> [Instructions for the task] Pull out every line of the listing below where "hillside" appears.
** Opening Supplied material block **
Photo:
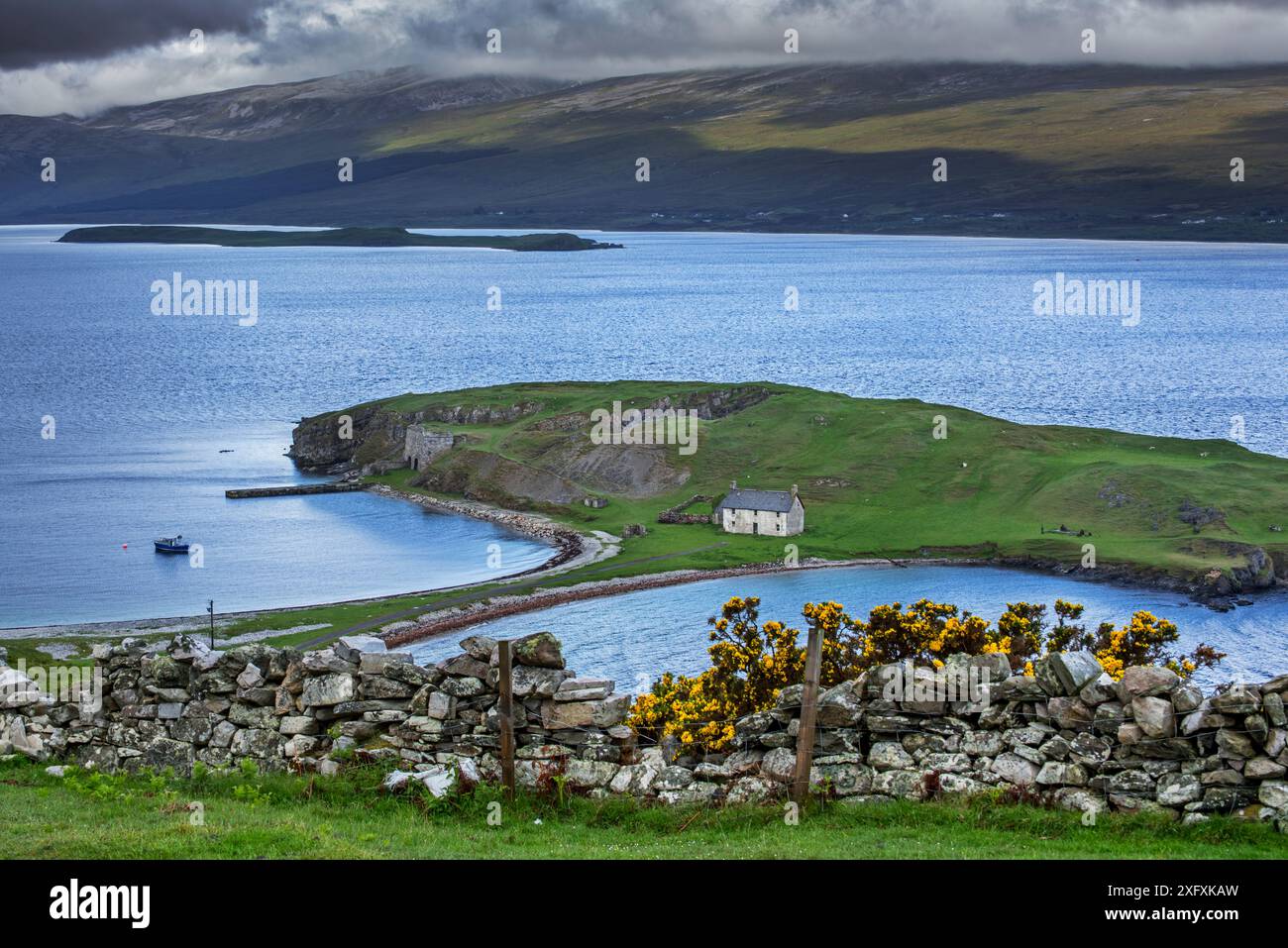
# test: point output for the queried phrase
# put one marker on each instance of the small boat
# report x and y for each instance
(170, 544)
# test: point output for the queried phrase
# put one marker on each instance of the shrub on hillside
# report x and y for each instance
(751, 662)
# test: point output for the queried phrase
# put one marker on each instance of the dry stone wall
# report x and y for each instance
(1067, 736)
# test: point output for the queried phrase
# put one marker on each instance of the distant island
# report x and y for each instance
(336, 237)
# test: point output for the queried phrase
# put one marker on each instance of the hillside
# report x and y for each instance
(874, 479)
(1078, 151)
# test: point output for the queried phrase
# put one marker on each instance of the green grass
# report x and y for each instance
(338, 237)
(877, 483)
(875, 480)
(252, 815)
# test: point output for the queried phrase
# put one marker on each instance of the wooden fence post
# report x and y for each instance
(505, 710)
(809, 712)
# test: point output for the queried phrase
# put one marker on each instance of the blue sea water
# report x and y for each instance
(143, 403)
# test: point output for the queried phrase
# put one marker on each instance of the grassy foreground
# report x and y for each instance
(250, 815)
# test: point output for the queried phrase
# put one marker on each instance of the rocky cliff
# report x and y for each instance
(1068, 736)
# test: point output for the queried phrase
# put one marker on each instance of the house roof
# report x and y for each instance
** Closing Supplied material block **
> [Reply to the exercise]
# put one marker on each instance of the shrub on hillside
# put one marker on each instance of the hillside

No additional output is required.